§ **WHAT IS BEING ASKED**:
Look for the string "front" in the listing below, then copy every line that has it.

§ **DATA FOR REVIEW**:
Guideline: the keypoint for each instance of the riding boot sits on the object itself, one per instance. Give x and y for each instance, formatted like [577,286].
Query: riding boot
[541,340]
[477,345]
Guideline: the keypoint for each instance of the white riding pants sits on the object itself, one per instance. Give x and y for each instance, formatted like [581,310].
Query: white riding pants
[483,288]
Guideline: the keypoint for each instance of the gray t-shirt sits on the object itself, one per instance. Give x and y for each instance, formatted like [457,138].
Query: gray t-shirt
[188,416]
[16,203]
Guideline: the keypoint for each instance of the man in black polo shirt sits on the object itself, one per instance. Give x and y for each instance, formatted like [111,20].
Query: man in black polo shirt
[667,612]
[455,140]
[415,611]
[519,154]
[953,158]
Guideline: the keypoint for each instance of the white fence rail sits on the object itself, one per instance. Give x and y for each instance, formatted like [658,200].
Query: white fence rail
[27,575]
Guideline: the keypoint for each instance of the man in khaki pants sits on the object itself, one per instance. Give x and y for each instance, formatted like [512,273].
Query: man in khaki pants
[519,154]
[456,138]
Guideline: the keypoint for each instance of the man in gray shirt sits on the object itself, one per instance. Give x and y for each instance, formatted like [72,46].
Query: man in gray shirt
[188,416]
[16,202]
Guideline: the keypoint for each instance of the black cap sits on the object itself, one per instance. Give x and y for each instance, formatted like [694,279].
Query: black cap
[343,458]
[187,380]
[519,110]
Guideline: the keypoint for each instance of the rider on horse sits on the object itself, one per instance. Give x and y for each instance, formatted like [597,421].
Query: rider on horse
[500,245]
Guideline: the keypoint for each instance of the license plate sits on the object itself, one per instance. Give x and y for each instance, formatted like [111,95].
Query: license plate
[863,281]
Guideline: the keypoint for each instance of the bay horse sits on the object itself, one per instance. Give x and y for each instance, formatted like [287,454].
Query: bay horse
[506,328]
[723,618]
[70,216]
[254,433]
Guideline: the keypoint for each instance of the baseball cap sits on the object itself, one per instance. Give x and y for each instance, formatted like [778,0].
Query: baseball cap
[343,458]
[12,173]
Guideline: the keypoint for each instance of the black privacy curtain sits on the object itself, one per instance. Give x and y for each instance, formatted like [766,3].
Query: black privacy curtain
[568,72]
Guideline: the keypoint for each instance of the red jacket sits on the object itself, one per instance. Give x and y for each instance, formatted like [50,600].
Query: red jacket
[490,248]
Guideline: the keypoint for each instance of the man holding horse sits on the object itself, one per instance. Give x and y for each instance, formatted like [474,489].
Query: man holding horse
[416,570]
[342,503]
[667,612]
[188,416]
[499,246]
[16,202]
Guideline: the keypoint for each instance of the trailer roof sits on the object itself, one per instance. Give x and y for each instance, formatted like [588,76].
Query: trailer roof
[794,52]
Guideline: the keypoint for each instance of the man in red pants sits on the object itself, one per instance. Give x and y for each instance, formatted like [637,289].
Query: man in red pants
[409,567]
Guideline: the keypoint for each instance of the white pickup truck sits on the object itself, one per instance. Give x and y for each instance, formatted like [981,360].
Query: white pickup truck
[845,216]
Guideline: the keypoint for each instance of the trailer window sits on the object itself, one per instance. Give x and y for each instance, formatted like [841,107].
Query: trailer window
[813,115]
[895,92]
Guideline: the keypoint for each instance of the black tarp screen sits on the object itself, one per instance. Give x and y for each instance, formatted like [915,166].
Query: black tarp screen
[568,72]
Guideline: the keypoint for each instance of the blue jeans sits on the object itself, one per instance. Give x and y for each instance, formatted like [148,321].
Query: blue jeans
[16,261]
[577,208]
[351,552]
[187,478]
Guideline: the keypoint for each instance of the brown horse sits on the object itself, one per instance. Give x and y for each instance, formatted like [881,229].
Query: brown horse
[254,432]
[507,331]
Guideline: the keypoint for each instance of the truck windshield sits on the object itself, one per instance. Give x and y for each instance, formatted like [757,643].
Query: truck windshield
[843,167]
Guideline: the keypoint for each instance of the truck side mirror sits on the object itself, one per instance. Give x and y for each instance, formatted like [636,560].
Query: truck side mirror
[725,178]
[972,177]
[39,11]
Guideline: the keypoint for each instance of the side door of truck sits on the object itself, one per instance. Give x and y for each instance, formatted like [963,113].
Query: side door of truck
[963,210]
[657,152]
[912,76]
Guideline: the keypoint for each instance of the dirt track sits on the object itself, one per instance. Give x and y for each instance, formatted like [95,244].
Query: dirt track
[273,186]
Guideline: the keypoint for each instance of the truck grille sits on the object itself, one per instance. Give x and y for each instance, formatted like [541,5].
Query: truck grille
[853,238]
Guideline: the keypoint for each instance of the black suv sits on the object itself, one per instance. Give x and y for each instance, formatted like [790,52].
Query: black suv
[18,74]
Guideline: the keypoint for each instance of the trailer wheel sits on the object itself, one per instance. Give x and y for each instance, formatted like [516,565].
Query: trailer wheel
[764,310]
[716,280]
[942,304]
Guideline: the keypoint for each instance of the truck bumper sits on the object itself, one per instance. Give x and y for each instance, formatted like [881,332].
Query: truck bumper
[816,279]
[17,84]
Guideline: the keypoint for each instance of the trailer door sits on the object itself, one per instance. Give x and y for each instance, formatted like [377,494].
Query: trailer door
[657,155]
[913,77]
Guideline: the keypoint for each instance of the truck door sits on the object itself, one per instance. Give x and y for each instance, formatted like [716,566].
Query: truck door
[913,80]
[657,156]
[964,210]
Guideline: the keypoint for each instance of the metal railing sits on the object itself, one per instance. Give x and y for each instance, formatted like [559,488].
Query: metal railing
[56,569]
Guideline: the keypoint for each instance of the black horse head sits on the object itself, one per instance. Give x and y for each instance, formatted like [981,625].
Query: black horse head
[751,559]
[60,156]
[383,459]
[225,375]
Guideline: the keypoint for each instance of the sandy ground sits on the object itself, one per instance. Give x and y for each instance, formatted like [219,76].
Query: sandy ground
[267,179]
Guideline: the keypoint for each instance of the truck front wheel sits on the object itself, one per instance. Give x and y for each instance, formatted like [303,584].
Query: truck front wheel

§ **THE COMPLETED TASK**:
Guideline: the keypoint for each instance of the truck front wheel sits on the object itself, one per instance. Give x and y for each instance, formatted like [303,584].
Query: truck front wheel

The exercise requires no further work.